→ **Page**

┄┄┄┄┄┄┄┄┄┄┄┄┄┄┄┄┄┄┄┄

Example of observed linking pattern to “regional” troll account

So — now we have fake regionaltroll accounts consistently tweeting not only real, but local news. This pushes back against some of the more established narratives around hyper-partisan media and “fake news.” Most of these troll accounts are situated in cities with a history of systemic social and racial issues.

I’ve argued in the past that we can’t move towards solutions too quickly, and I feel this study is a showcase example. Only once we have the data to reconstruct the past (election) can we start preparing for the future. If the data to discover these kinds of insights remains locked in tech companies’ platforms, app walled gardens, or trapped in legislative committees, then observations like how local and regional media carried some of the burden (and success) in IRA troll accounts’ efforts to target local communities — might never be realized. Or perhaps worse — it’s realized too late.

┄┄┄┄┄┄┄┄┄┄┄┄┄┄┄┄┄┄┄┄

→ **Excerpted data**

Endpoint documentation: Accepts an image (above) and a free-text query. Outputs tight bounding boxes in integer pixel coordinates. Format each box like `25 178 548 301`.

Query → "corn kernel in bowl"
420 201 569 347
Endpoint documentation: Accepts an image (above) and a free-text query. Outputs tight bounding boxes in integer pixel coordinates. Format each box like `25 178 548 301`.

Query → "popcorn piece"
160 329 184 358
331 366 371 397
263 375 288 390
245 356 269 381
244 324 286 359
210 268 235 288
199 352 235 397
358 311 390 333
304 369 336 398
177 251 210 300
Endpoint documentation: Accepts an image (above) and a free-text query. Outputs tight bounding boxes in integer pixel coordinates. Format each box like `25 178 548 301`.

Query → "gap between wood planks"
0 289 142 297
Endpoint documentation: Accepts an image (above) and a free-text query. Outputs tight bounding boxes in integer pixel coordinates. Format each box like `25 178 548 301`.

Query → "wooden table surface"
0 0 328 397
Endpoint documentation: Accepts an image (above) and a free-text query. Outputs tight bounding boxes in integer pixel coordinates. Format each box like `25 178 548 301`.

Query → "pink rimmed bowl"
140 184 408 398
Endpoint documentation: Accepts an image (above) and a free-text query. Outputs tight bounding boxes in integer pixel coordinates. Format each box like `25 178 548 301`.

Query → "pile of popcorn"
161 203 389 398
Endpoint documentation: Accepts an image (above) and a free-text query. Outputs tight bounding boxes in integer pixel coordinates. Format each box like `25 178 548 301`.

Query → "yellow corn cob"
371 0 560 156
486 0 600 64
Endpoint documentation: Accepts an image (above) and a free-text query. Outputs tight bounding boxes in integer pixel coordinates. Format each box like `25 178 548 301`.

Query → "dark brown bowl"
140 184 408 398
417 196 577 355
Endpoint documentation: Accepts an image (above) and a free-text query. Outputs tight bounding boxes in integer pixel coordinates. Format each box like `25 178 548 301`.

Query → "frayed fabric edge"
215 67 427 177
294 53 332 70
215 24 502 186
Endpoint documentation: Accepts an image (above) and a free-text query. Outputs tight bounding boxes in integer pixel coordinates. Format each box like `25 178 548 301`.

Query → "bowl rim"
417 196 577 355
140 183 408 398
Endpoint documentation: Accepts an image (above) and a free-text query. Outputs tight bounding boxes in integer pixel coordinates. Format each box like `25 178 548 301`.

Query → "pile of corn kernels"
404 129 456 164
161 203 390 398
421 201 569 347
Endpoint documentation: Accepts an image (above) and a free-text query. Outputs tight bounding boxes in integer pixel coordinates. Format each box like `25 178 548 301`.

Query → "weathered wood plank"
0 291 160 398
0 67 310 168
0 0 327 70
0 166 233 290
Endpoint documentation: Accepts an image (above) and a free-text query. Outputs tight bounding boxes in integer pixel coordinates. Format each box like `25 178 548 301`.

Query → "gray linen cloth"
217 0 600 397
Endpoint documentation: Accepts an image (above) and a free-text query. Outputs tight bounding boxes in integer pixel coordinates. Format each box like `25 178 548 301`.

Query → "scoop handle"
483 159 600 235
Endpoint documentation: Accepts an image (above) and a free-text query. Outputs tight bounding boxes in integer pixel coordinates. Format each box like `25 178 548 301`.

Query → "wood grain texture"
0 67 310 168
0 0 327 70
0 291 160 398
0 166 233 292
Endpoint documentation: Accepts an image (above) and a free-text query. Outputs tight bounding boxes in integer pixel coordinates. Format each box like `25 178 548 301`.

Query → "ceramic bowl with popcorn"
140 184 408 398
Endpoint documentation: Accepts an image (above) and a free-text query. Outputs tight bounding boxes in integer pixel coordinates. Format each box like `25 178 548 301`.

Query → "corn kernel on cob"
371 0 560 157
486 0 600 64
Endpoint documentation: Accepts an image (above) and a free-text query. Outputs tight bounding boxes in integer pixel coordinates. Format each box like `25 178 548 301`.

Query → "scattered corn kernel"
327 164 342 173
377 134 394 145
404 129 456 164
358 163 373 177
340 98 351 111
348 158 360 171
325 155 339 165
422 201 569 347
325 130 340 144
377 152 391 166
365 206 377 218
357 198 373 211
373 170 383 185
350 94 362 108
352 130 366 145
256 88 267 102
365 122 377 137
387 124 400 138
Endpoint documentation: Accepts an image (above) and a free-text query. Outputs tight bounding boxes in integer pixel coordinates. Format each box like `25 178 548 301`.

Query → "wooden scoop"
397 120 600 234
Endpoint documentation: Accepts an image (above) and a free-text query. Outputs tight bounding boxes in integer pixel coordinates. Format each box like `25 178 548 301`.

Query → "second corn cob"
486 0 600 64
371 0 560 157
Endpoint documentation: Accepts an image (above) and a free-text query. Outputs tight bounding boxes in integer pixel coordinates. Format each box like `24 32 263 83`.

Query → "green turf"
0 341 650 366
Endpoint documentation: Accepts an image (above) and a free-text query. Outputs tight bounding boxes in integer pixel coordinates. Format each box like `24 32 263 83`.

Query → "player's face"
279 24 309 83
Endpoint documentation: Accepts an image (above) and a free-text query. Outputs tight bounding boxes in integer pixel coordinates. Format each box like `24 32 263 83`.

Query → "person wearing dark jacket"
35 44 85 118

┄┄┄┄┄┄┄┄┄┄┄┄┄┄┄┄┄┄┄┄

→ **Actions to take**
A. Transcribe the passage on regional troll accounts between "I’ve argued in" and "realized too late.", inclusive.
B. Continue the passage on troll accounts and local news from the point where it stops.
You won't need the rows for this.

→ **Task-by-task answers**
A.
I’ve argued in the past that we can’t move towards solutions too quickly, and I feel this study is a showcase example. Only once we have the data to reconstruct the past (election) can we start preparing for the future. If the data to discover these kinds of insights remains locked in tech companies’ platforms, app walled gardens, or trapped in legislative committees, then observations like how local and regional media carried some of the burden (and success) in IRA troll accounts’ efforts to target local communities — might never be realized. Or perhaps worse — it’s realized too late.

B.
The best way to present this large set of data is through a visualization on Tableau. The results from this visual analysis are also interactive, so you can scroll down, hover over, and click on ALL data points:

Static image of tab in my data viz on Tableau showing news linking patters over time by outlet/organization
Static image on tab in my data viz on Tableau showing overall trends in tweeting from 388 troll accounts

I’ll attempt to summarize the main themes in this write-up, but the broader linking patterns of the troll accounts show three initial things:

  1. Trolls are using real news — and in particular local news — to drive reactionary news coverage, set the daily news agenda, and target local journalists and community influencers to follow certain stories.
  2. At certain points, such as the week following Hillary Clinton’s 9/11 illness in 2016, all the categories of trolls — meaning accounts focused on local, BLM, and the far-right hyper-partisan accounts— come together to push out the full gamut of polarizing news coverage. Specifically, during the time around 9/15/16 — 9/18/16, (see the Tableau image above with the volume peaks) many links to stories that were broadcast originated from Breitbart, The Daily Caller, and The Gateway Pundit. Yet a significant portion also came from outlets such as The Hill, The Washington Post, as well as the full gamut of regional “local” media.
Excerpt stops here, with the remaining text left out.